[Stoves] PV-battery fans (Re: A J Heggie 3 August)

nari phaltan nariphaltan at gmail.com
Sun Aug 14 03:11:02 CDT 2016


The first use of steam draft to improve combustion was done in steam
locomotives in 1876! This was a common way to improve combustion thereby
eliminating tall chimneys for the locomotive boiler.

All the best.

Nimbkar Agricultural Research Institute (NARI)
Tambmal, Phaltan-Lonand Road
P.O.Box 44
Phaltan-415523, Maharashtra, India
Ph:91-2166-220945/222842
e-mail:nariphaltan at gmail.com
           nariphaltan at nariphaltan.org

http://www.nariphaltan.org

On Sun, Aug 14, 2016 at 10:48 AM, Frank Shields <franke at cruzio.com> wrote:

>
>
> Nice web site and very interesting stove. wondering how all that steam
> effects combustion. Perhaps the benefits of air flow is greater than loss
> of heat due to water vapor. Lots of questions but looks to work very well.

+ + +

Answer these about the stove message:
1. In what year was steam draft first used to improve combustion in steam locomotives?
2. What did steam draft eliminate for the locomotive boiler?
3. Who wrote the quoted message that begins "Nice web site"?

** DATA LINES **
+ + +

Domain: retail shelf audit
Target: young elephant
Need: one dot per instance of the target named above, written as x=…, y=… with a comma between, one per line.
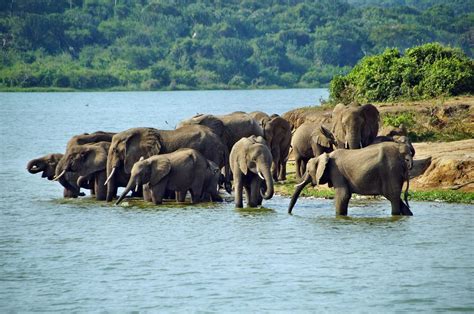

+ + +

** WRITTEN ANSWER **
1. 1876
2. Tall chimneys
3. Frank Shields